» Stored records:

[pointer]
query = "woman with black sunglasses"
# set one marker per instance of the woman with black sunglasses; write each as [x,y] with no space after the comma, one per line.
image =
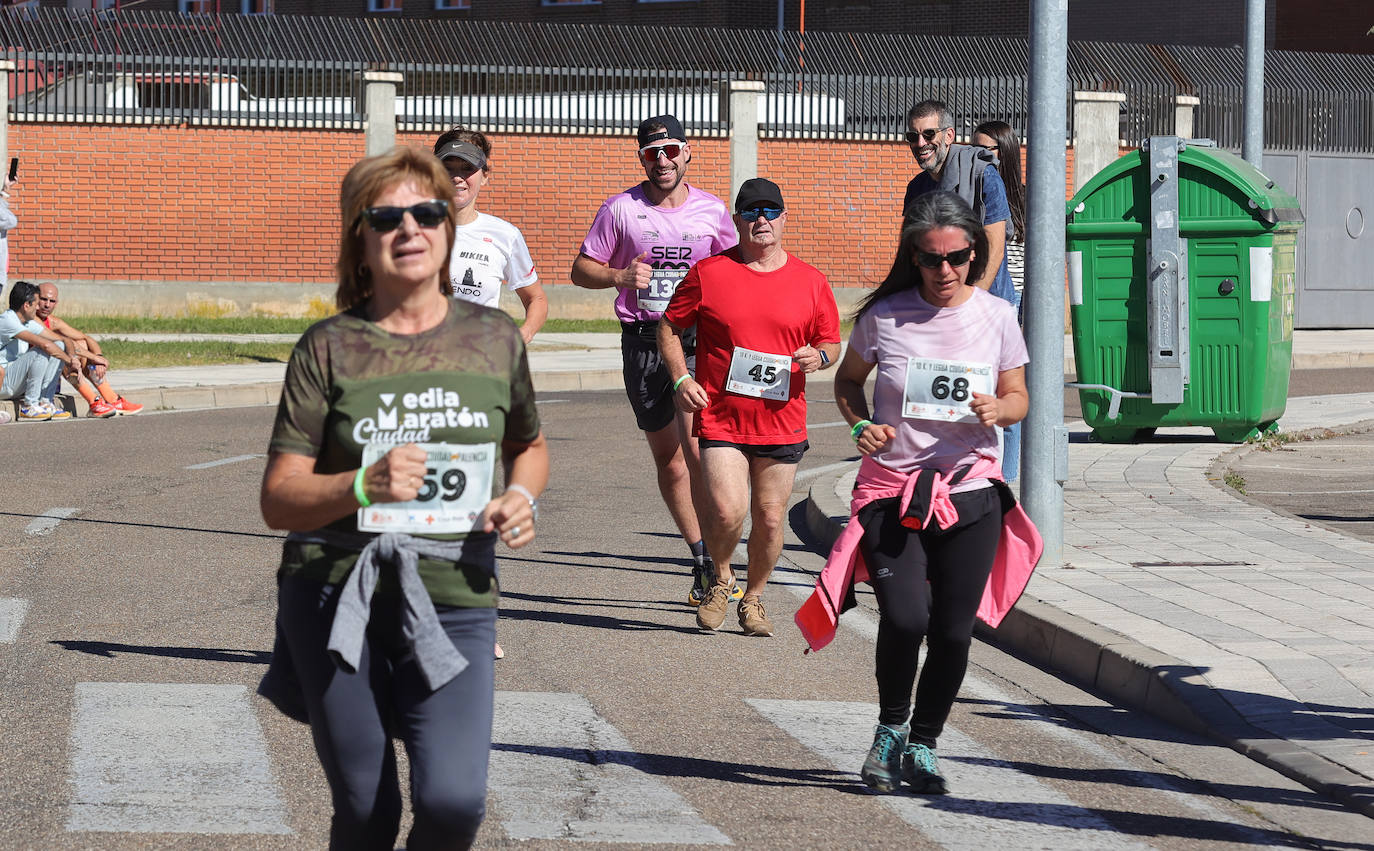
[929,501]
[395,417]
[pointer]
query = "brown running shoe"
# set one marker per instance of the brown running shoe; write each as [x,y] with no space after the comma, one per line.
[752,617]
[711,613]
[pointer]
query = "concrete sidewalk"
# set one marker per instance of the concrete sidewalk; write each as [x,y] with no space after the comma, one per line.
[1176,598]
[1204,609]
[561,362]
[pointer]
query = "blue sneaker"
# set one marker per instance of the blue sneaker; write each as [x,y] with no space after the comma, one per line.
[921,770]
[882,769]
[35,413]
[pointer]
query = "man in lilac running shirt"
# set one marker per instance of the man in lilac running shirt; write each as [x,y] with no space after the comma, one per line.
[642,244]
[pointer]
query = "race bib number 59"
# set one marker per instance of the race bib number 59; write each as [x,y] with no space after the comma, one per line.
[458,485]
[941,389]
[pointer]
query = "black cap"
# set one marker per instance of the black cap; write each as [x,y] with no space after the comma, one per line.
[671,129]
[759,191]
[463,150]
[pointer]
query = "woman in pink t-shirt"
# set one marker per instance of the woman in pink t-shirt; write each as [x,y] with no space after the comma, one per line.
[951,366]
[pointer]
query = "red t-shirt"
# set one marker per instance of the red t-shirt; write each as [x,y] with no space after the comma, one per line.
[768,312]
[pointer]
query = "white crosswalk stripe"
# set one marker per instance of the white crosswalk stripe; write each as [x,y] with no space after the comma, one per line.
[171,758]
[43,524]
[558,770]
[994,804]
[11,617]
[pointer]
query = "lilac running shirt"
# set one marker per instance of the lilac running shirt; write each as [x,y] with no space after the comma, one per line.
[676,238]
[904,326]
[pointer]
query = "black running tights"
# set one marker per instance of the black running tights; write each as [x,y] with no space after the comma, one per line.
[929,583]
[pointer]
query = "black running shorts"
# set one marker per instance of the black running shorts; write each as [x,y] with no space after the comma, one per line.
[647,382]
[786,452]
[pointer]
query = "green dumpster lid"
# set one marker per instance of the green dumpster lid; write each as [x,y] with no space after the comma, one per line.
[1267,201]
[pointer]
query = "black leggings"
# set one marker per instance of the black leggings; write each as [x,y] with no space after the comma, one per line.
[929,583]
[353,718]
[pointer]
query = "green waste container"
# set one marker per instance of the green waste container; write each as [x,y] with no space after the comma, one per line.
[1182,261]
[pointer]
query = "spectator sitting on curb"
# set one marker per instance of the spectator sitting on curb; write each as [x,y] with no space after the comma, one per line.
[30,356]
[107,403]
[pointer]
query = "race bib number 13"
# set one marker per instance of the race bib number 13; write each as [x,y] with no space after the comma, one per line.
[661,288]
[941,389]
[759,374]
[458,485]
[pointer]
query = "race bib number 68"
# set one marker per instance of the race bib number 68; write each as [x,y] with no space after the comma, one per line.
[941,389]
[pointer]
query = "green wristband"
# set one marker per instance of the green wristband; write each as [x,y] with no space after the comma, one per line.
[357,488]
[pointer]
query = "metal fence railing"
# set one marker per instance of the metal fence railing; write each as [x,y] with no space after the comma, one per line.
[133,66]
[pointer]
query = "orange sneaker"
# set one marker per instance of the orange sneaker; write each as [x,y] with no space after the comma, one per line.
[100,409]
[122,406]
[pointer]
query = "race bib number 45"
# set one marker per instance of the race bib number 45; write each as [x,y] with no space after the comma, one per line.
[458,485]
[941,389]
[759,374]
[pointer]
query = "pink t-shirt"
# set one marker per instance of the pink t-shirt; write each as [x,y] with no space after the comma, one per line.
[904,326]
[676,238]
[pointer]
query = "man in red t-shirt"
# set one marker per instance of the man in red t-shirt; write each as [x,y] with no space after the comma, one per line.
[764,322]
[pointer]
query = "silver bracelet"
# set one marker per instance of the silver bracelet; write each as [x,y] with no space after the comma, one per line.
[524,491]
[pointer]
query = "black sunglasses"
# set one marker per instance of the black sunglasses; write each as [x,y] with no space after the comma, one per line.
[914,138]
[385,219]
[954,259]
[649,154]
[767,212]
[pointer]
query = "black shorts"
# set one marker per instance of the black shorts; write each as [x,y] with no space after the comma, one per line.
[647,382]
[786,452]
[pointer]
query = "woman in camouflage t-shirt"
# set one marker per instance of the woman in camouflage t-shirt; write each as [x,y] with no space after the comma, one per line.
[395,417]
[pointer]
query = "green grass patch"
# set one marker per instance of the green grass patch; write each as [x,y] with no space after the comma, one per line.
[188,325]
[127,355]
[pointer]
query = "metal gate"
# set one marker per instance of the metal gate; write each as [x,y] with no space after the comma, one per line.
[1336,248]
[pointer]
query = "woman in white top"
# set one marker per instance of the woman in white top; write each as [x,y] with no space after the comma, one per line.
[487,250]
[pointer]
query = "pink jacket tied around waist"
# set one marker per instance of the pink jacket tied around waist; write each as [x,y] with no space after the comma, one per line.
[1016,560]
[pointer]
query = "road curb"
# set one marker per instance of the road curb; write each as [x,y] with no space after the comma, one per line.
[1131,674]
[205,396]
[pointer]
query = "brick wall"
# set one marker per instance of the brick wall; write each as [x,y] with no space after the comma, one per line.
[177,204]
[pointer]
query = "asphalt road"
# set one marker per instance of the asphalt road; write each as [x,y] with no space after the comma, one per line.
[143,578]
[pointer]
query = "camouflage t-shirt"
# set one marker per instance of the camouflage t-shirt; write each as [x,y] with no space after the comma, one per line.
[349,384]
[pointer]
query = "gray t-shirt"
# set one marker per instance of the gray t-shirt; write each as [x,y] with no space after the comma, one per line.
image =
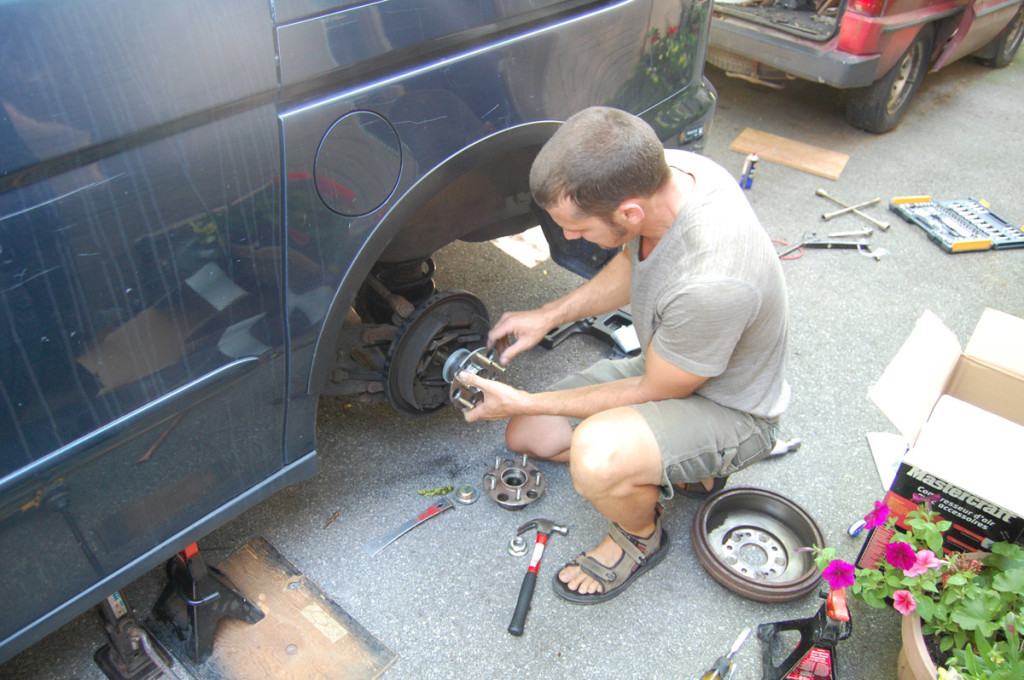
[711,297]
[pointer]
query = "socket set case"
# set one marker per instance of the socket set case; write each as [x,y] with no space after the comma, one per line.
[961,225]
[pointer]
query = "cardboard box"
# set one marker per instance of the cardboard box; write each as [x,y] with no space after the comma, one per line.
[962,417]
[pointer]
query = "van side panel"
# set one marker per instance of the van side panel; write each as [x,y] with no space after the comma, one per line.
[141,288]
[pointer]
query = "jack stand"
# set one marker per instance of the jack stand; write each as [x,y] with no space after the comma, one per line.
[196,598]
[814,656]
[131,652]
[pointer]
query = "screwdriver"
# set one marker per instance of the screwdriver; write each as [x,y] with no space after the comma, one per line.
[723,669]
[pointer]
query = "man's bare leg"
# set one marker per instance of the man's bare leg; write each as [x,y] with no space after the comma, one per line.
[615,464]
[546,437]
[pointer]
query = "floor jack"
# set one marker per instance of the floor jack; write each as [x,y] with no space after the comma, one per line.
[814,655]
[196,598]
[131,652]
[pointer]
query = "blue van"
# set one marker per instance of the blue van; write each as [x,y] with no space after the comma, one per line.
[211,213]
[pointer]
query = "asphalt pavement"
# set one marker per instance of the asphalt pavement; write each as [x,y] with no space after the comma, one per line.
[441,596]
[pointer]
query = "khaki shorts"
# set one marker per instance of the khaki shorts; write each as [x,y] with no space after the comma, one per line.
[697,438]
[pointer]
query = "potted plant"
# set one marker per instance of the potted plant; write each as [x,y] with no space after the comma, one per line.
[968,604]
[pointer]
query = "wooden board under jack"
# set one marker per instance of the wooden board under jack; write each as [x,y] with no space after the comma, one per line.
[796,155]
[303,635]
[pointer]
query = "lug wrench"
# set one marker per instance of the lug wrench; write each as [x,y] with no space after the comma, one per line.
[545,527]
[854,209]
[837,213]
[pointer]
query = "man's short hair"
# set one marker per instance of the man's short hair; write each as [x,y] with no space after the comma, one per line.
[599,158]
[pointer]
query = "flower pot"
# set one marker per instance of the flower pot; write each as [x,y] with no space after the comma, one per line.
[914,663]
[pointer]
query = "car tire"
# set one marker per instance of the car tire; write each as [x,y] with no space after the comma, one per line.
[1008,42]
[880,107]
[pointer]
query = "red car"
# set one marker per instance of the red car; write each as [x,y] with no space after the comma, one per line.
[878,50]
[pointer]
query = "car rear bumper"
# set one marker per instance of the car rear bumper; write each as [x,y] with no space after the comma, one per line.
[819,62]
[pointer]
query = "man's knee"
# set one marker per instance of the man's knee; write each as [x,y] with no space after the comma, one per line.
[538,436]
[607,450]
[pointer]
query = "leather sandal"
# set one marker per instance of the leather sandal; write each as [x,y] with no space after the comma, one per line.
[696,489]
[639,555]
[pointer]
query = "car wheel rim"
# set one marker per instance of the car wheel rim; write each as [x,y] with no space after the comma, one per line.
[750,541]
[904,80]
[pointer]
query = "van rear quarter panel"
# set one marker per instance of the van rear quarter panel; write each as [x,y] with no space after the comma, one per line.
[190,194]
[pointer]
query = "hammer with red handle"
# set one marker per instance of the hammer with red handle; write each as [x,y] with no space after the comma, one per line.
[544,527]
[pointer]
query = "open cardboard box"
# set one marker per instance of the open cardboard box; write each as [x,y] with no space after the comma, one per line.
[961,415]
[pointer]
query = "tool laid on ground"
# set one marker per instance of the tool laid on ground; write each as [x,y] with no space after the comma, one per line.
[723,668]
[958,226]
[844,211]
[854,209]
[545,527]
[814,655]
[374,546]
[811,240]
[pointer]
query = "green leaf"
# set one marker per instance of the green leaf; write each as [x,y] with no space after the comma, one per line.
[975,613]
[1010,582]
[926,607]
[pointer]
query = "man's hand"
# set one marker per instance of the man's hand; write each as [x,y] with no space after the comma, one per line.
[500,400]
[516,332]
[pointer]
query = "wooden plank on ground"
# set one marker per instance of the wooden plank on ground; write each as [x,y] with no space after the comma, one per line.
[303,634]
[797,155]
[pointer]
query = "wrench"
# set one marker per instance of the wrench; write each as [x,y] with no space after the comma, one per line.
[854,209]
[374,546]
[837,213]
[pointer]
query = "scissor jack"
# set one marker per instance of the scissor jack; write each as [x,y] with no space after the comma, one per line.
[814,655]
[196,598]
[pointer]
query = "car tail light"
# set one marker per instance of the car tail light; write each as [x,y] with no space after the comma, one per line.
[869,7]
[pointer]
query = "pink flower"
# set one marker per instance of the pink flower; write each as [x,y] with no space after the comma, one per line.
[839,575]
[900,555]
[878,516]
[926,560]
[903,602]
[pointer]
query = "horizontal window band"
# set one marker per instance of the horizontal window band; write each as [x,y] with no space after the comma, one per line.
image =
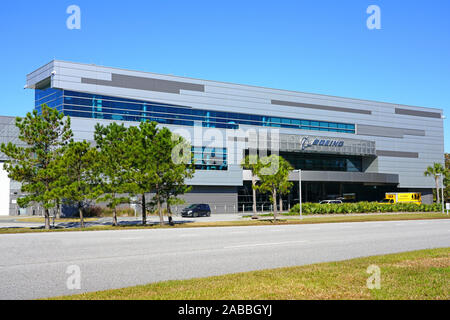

» Required work: How many lines in the entries above contain the word "plank"? Reply with only the number.

» Written response: 2